> Prompt
Copy the entries that run from the line with "Target: decorative carved corbel" through the end of the entries, renaming "marble" to "granite" and changing nothing else.

> Excerpts from point annotation data
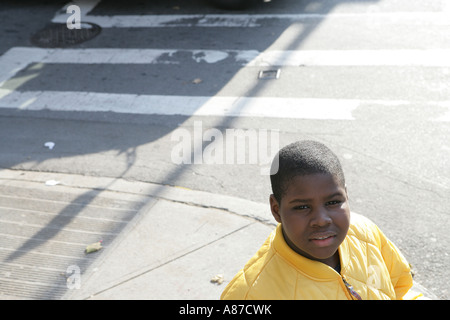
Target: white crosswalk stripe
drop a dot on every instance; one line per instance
(18, 58)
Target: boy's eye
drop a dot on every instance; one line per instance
(301, 207)
(333, 203)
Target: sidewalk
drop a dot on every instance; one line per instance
(159, 242)
(170, 246)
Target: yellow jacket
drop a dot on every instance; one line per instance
(370, 265)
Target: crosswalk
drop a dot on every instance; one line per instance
(328, 75)
(324, 108)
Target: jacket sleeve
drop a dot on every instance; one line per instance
(398, 268)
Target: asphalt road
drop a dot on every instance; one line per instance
(376, 75)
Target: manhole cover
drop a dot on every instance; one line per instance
(57, 35)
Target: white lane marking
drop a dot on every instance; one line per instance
(293, 108)
(254, 20)
(19, 57)
(325, 109)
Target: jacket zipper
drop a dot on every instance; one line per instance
(350, 289)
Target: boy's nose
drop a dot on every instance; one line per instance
(320, 218)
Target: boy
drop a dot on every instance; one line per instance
(318, 250)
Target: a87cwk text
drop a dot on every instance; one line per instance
(233, 309)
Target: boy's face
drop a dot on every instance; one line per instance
(314, 215)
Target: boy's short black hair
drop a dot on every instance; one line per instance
(303, 158)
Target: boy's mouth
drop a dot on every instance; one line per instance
(323, 239)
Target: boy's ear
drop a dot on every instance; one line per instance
(275, 208)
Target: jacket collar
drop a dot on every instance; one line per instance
(311, 268)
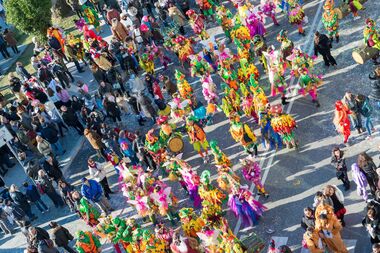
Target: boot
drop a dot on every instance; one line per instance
(283, 101)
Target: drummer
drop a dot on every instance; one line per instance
(197, 137)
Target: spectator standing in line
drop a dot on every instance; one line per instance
(61, 236)
(34, 196)
(322, 45)
(21, 201)
(93, 191)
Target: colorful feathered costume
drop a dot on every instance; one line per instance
(252, 172)
(197, 22)
(330, 20)
(341, 120)
(371, 35)
(244, 206)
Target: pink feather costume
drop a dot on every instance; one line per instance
(252, 172)
(209, 89)
(244, 206)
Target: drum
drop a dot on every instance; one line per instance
(364, 53)
(175, 144)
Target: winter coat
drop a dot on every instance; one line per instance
(53, 170)
(375, 85)
(144, 105)
(94, 139)
(61, 236)
(20, 199)
(44, 148)
(50, 134)
(98, 172)
(32, 193)
(119, 31)
(92, 192)
(70, 118)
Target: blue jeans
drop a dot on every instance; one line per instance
(57, 148)
(41, 205)
(368, 125)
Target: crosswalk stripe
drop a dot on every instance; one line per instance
(350, 244)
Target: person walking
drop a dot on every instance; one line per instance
(93, 191)
(99, 174)
(365, 109)
(20, 200)
(46, 186)
(71, 119)
(339, 163)
(96, 142)
(375, 86)
(34, 196)
(368, 167)
(61, 236)
(322, 45)
(11, 41)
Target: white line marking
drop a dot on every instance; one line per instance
(269, 164)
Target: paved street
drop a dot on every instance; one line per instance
(291, 177)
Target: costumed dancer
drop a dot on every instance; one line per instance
(91, 17)
(252, 172)
(197, 22)
(210, 195)
(184, 88)
(268, 8)
(296, 15)
(207, 7)
(155, 147)
(330, 20)
(286, 44)
(199, 66)
(244, 206)
(220, 158)
(372, 37)
(247, 70)
(341, 120)
(191, 224)
(242, 38)
(242, 133)
(259, 46)
(147, 63)
(87, 211)
(197, 137)
(87, 242)
(224, 18)
(107, 230)
(276, 73)
(183, 47)
(299, 61)
(164, 199)
(308, 84)
(255, 25)
(209, 89)
(284, 125)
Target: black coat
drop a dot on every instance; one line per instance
(50, 134)
(20, 199)
(61, 236)
(375, 85)
(32, 193)
(323, 46)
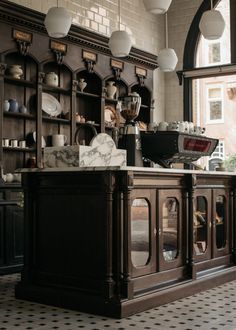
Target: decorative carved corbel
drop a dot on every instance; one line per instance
(90, 60)
(141, 75)
(2, 68)
(59, 50)
(41, 77)
(117, 67)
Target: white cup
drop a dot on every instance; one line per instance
(14, 143)
(59, 140)
(9, 177)
(22, 144)
(163, 125)
(5, 142)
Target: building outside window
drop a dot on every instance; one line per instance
(214, 104)
(214, 93)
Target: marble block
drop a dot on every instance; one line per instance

> The solution
Target: decorative carved corbel
drop a dot on every instance; one line per instance
(90, 60)
(141, 75)
(2, 68)
(59, 50)
(41, 77)
(117, 67)
Target: white cup
drop a dot on every instance; one line per instance
(14, 143)
(59, 140)
(9, 177)
(22, 144)
(163, 125)
(5, 142)
Target: building outside window
drop a dot on every instance; one line per instance
(214, 104)
(214, 93)
Target: granite block
drop a dot on every instance; one line per instance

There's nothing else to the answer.